(AIM OF THE TASK):
In full and without changes, output the data.

(AVAILABLE RECORDS):
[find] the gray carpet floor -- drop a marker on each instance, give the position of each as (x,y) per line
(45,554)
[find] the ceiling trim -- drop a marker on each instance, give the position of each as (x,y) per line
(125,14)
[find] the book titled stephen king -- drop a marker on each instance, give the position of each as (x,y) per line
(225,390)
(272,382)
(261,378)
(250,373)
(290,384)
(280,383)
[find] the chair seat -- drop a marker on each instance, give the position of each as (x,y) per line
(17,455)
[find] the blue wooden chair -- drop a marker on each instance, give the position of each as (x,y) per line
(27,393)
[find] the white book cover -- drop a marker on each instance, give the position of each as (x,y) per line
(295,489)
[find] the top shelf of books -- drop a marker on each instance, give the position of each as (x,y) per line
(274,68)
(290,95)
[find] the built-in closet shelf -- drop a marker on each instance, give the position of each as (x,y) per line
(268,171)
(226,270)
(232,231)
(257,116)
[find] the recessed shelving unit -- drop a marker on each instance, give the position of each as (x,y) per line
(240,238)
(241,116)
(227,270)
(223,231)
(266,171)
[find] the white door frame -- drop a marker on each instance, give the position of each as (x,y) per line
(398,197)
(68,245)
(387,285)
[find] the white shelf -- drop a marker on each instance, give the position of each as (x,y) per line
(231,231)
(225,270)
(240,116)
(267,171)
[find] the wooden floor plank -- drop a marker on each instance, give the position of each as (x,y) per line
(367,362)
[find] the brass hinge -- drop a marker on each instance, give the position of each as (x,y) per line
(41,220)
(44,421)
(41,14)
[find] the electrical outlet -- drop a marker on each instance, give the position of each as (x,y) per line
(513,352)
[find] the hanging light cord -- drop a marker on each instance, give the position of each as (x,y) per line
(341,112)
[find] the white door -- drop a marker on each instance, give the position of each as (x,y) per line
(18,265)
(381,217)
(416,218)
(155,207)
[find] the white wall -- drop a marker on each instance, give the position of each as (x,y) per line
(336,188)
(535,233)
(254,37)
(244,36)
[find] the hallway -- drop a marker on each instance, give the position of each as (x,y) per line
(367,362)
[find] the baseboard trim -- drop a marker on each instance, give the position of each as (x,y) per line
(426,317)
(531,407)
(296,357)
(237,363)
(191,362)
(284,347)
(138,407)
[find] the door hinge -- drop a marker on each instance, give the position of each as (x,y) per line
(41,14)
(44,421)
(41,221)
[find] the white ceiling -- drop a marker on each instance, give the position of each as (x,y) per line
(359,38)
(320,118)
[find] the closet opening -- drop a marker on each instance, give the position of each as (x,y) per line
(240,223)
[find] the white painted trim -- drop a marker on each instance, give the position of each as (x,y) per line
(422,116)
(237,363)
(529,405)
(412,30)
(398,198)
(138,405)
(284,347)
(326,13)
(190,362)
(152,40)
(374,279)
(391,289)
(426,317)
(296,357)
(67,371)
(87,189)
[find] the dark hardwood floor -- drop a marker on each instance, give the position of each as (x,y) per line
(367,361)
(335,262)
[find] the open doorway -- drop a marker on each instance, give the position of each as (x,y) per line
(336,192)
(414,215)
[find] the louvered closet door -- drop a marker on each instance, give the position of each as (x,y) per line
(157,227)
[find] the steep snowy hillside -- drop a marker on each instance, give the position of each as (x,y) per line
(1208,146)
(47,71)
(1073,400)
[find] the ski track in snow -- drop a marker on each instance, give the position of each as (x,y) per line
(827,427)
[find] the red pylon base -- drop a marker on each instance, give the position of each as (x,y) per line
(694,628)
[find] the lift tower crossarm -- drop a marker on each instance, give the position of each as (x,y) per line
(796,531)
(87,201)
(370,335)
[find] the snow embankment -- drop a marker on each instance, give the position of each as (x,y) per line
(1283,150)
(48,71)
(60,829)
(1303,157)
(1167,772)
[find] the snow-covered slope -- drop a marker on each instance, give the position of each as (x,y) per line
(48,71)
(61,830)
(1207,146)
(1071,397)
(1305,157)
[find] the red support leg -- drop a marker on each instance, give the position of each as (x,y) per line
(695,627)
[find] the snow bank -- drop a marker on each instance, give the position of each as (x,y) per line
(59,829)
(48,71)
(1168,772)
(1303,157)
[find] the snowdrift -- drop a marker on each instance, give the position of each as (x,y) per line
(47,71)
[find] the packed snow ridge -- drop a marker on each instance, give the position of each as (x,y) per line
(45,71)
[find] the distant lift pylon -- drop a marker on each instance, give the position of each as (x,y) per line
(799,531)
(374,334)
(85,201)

(SOLVED PROBLEM):
[find] the gray carpet floor -- drop a marker on each instance, give the position of each as (x,y) per line
(45,554)
[find] the ceiling trim -- drop a marker on each instance, give the position of each as (x,y) per line
(125,14)
[find] the book titled stephen king -- drop a marker on each instance, give the position of each as (x,y) per line
(225,390)
(272,382)
(261,378)
(250,373)
(290,384)
(280,383)
[find] the chair seat -- drop a marker on each instance, give the position of each as (x,y) per line
(17,455)
[find] the blue wooden chair -- drop a marker on each instance, give the position of each as (x,y) per line
(27,393)
[find] the white book cover -- drop a marker on each instance, give the position of each as (x,y) per line
(295,489)
[find] the top shelf of books -- drop a marker on each instance, give the position of each as (x,y) per line
(274,68)
(290,95)
[find] the built-in closet shelf -- drop a marker on each instance, give the position of each as (x,y) per line
(268,171)
(226,270)
(232,231)
(257,116)
[find] the recessed shelving unit -- drop a marker on each instance, give the position of each as (x,y) per line
(240,238)
(241,116)
(227,270)
(223,231)
(266,171)
[find] the white door frame -- drop a marker on each instance, give the position of each as (x,y) per line
(398,197)
(68,245)
(387,285)
[find] the white shelf -- drop a marker on each instance, give the position of each as (x,y) per line
(231,231)
(225,270)
(240,116)
(267,171)
[find] the wooden floor plank -- drop a marker on each instance, give the position of each as (x,y) per line
(367,362)
[find] the brass hinge -- drop a marker on each instance, give the position of each as (x,y) per line
(41,220)
(44,421)
(41,14)
[find] the electrical outlet -- drop a marker on each instance, give the position of each as (x,y) per line
(513,352)
[find] the hanging light cord -- drop a marker on each instance, give the position of each as (x,y) per line
(341,112)
[find] the white door -- drop a marker on each instance, give the position of each as (x,y) per line
(18,265)
(381,217)
(416,218)
(155,207)
[find] the white wall -- drop a marker on each instance, give the position of each as (x,y) per line
(336,188)
(535,233)
(254,37)
(244,36)
[find] the hallway -- drop a marker on each instance, give the position of each as (x,y) per line
(367,362)
[find] the baseboard trim -- drop a marker on each instance, give the position of each as (x,y) per line
(426,317)
(531,407)
(296,357)
(237,363)
(191,362)
(284,347)
(138,407)
[find] the door hinge -- drop a marker on each instance, give the position of each as (x,y) per line
(41,14)
(44,421)
(41,221)
[find] the white ceiling -- drop a marker on each instance, give the position of each as (x,y) per line
(359,38)
(320,118)
[find] the closet opening -- drop a marker on each instance, give the position of each as (x,y) per line
(240,223)
[find] the white painted trim -- drop a marker on each instance, give the position of each as (x,y) per line
(422,116)
(237,363)
(529,405)
(412,30)
(398,198)
(138,405)
(284,347)
(326,13)
(190,362)
(152,40)
(374,279)
(391,289)
(426,317)
(296,357)
(67,371)
(87,189)
[find] the dark hardwood floor -- drop a marker on each instance, give the position of each as (x,y) per line
(367,361)
(335,262)
[find] the open doorway -- drop a marker on each instance, give the position of each as (x,y) per line
(336,192)
(414,215)
[find] the louvered closet door -- drop a marker on each instance, give the position of each as (x,y) per line
(157,227)
[find] the steep snowy hillside -- drop a marker on each instance, give the position of each as (x,y) per line
(1208,146)
(47,71)
(1073,400)
[find] the ski track in snow -- drop a marker on each instance, give the position of each as (x,y) per line
(827,427)
[find] the red pylon base -- drop a marker on each instance, give the position of each as (x,y) per line
(694,628)
[find] the lift tower crossarm -- drop a marker on each instance, give the position of each as (x,y) per line
(796,531)
(87,201)
(370,335)
[find] the snow embankment -- drop a marker on each instance, give the position of each as (x,y) per line
(1283,150)
(48,71)
(60,829)
(1303,157)
(1167,772)
[find] the snow-covered slope -- drop a marker on each instance, give the position of each as (x,y) per line
(48,71)
(61,830)
(1207,146)
(1071,397)
(1305,157)
[find] the red support leg -- drop a marker on each instance, give the position of each as (x,y) per line
(695,627)
[find] the snow bank -- drop a marker on each instance, give the position of each as (x,y) per line
(59,829)
(48,71)
(1168,772)
(1303,157)
[find] the snowdrift -- drop a marker on each instance, give the position of each as (x,y) per line
(47,71)
[find] the packed snow ridge -- drop a marker on each instance, give the position of each as (x,y) per line
(45,71)
[find] the distant lift pylon -- drop a marker on each instance, give the position of each as (x,y) per line
(799,531)
(374,334)
(85,201)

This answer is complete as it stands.